── INPUT ROWS ──
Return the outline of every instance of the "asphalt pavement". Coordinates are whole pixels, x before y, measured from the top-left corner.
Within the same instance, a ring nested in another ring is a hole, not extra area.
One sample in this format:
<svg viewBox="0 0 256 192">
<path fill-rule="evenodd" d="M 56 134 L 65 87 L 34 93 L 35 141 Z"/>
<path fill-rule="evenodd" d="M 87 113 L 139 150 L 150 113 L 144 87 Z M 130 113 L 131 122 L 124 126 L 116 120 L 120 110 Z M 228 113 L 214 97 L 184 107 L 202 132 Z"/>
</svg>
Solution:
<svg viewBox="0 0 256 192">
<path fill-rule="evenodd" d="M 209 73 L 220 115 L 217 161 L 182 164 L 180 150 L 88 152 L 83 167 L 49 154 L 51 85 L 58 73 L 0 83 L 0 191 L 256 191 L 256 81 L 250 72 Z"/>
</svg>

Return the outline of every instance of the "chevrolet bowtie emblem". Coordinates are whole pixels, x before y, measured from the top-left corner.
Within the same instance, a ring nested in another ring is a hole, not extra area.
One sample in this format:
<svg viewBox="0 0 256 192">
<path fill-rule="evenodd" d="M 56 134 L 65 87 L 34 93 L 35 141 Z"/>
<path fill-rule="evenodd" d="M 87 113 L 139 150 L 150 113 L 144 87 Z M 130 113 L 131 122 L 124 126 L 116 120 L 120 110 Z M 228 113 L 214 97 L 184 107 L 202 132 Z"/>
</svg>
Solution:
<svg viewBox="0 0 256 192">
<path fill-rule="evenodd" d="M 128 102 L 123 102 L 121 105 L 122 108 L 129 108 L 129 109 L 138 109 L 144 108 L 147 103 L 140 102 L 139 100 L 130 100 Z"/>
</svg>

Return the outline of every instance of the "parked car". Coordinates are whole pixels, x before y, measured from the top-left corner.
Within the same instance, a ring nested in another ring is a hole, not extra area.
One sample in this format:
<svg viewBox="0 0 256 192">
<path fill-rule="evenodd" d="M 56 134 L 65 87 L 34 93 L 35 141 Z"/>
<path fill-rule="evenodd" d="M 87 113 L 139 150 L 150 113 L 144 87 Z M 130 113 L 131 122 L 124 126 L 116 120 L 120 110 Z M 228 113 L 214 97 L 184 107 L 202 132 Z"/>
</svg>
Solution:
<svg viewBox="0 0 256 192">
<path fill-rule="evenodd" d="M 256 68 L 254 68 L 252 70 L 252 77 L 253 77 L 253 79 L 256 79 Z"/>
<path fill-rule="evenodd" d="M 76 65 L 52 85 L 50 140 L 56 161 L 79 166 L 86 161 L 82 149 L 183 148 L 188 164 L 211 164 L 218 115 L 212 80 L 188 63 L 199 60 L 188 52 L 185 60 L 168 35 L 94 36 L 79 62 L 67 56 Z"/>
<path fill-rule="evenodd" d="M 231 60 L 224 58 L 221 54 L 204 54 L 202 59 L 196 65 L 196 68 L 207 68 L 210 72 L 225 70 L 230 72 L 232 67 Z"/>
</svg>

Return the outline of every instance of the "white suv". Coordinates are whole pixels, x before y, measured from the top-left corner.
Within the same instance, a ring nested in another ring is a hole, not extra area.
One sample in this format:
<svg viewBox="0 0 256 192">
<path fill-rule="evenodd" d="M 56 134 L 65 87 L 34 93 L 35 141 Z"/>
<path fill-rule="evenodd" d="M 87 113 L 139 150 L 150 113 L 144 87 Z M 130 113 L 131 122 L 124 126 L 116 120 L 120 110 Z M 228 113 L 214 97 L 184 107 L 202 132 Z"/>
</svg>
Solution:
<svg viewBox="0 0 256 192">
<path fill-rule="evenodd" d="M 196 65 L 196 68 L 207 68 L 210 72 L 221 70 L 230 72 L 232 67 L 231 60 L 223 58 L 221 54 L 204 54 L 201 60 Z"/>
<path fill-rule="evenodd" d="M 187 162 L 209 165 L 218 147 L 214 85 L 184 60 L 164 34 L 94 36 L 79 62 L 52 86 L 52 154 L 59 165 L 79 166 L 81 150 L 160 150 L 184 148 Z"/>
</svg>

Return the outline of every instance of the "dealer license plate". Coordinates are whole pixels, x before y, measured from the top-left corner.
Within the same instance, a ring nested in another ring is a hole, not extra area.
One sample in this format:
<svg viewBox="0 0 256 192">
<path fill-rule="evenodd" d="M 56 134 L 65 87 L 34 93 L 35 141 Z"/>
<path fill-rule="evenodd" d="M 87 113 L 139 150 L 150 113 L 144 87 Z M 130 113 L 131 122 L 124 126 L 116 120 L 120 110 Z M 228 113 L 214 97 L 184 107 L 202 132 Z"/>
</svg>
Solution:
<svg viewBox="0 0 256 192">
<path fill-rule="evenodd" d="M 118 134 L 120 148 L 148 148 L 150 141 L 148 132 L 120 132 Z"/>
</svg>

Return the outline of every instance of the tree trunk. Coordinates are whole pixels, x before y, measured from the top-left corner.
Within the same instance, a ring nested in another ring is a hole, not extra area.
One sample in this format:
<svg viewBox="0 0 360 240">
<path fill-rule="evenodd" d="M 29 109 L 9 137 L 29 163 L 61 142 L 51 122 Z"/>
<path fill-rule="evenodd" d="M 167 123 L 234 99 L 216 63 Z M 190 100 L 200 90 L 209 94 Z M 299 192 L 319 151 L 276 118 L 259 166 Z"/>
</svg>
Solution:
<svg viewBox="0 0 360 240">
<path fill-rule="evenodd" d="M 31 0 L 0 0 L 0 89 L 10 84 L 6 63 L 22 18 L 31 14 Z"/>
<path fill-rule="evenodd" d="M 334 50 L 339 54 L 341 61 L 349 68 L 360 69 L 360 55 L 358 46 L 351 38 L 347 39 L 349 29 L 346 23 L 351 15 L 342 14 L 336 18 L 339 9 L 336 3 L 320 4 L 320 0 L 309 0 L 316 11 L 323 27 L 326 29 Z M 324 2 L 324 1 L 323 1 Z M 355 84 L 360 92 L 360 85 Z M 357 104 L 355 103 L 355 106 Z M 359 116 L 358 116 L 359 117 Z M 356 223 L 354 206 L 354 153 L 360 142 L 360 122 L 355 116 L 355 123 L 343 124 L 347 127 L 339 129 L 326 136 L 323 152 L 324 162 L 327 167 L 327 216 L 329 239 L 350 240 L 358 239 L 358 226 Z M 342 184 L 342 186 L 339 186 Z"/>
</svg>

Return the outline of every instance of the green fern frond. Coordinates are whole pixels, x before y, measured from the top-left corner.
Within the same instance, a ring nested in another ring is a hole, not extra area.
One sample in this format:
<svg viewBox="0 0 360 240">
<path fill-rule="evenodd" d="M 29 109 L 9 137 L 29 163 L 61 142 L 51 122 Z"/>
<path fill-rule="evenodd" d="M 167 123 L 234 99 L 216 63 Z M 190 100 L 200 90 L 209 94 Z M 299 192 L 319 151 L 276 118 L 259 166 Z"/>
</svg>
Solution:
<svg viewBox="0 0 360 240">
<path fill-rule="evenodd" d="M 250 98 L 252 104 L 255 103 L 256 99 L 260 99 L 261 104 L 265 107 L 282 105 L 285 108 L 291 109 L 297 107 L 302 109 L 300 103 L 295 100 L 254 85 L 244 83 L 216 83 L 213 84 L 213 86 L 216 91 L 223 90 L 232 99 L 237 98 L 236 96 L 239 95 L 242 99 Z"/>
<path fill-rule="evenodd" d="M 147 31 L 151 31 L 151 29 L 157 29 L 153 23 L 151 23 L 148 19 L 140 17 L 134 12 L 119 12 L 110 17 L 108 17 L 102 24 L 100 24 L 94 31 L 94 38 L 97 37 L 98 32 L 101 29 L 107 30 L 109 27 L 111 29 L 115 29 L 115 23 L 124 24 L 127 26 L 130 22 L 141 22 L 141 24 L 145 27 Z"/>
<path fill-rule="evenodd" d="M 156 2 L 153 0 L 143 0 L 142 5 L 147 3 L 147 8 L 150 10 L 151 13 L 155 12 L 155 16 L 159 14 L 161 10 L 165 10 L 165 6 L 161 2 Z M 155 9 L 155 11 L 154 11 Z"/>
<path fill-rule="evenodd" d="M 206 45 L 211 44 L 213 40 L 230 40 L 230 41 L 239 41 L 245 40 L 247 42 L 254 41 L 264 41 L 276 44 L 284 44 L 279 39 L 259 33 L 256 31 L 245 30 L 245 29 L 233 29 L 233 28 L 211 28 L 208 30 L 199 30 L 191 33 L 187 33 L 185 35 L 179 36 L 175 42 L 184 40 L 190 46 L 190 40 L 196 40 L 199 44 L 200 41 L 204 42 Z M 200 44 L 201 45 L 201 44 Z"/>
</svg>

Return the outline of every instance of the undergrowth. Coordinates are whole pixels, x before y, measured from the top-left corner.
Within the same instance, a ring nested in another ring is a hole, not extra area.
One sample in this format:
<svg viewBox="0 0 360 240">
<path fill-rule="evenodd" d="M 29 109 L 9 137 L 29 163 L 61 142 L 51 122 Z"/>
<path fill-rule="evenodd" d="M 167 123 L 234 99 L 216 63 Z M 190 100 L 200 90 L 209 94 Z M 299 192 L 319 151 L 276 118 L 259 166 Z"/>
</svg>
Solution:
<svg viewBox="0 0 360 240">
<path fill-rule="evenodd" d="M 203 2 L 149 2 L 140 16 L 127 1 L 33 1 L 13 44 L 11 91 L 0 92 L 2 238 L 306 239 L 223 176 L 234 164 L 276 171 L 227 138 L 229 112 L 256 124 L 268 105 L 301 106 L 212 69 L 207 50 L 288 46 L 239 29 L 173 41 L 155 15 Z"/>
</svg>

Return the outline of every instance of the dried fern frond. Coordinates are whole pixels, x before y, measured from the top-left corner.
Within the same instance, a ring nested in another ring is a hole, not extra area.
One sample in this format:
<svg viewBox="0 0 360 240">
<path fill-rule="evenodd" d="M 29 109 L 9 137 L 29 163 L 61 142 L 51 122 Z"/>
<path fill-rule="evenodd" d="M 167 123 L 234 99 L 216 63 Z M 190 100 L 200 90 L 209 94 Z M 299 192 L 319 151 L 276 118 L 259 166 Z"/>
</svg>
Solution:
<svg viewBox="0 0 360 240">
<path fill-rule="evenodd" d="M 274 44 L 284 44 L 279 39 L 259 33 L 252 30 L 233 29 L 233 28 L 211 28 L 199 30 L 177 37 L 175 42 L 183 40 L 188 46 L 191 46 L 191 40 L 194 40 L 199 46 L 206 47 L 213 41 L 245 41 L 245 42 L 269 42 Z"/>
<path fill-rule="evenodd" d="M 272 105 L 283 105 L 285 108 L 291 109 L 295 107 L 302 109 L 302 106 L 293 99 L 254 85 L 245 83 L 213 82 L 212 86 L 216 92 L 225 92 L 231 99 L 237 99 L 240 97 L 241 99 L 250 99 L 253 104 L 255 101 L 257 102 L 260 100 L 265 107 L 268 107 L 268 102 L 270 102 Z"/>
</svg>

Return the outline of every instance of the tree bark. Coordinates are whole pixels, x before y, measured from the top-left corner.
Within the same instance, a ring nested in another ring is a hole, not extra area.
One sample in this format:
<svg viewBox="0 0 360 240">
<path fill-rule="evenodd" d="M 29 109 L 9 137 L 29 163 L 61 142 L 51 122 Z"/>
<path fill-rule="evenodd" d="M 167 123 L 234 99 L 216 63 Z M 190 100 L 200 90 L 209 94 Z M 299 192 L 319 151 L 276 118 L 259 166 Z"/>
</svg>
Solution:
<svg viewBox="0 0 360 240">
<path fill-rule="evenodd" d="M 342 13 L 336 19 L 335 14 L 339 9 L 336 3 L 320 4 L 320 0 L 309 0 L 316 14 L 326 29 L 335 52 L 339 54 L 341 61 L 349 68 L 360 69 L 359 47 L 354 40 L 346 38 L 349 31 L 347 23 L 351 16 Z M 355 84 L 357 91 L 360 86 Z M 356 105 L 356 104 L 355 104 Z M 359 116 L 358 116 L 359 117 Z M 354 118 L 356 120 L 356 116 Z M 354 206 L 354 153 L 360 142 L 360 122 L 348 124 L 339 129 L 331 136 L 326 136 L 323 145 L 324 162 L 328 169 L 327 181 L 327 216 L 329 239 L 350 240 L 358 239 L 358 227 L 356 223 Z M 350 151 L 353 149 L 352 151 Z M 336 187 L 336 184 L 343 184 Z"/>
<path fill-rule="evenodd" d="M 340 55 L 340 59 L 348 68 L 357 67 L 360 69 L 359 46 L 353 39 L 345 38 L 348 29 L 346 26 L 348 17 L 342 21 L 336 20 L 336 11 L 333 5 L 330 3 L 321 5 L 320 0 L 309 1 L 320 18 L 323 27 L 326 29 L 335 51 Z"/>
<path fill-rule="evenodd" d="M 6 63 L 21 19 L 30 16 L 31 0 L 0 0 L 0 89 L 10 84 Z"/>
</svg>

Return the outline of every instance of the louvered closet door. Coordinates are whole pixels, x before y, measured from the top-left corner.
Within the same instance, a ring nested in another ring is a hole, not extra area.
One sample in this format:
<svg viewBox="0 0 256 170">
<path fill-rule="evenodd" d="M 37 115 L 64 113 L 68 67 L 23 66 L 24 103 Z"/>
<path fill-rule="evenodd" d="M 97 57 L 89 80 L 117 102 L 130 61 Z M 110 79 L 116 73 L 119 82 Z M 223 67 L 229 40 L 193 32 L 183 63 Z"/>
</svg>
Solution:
───
■ WORK REQUIRED ■
Please put the stretch from the line containing "Return the outline of every instance of the dried" through the line containing "274 44 L 284" into a Markdown table with columns Line and Text, numbering each line and leaving out blank lines.

■ PROBLEM SOLUTION ■
| Line | Text |
|---|---|
| 1 | Return the outline of every instance of the dried fern frond. Coordinates are whole pixels, x before y, measured from the top-left corner. |
| 2 | Within the same instance, a ring nested in another ring is a hole, not extra area. |
| 3 | One sample in this format: |
| 4 | <svg viewBox="0 0 360 240"> |
| 5 | <path fill-rule="evenodd" d="M 29 109 L 9 137 L 29 163 L 61 142 L 51 122 Z"/> |
| 6 | <path fill-rule="evenodd" d="M 167 123 L 234 99 L 216 63 Z M 190 100 L 200 90 L 209 94 Z M 299 192 L 319 151 L 276 118 L 259 166 Z"/> |
| 7 | </svg> |
| 8 | Solution: |
| 9 | <svg viewBox="0 0 360 240"> |
| 10 | <path fill-rule="evenodd" d="M 274 44 L 284 44 L 279 39 L 259 33 L 252 30 L 233 29 L 233 28 L 211 28 L 199 30 L 177 37 L 175 42 L 183 40 L 188 46 L 191 46 L 191 40 L 194 40 L 199 46 L 206 47 L 213 41 L 245 41 L 245 42 L 269 42 Z"/> |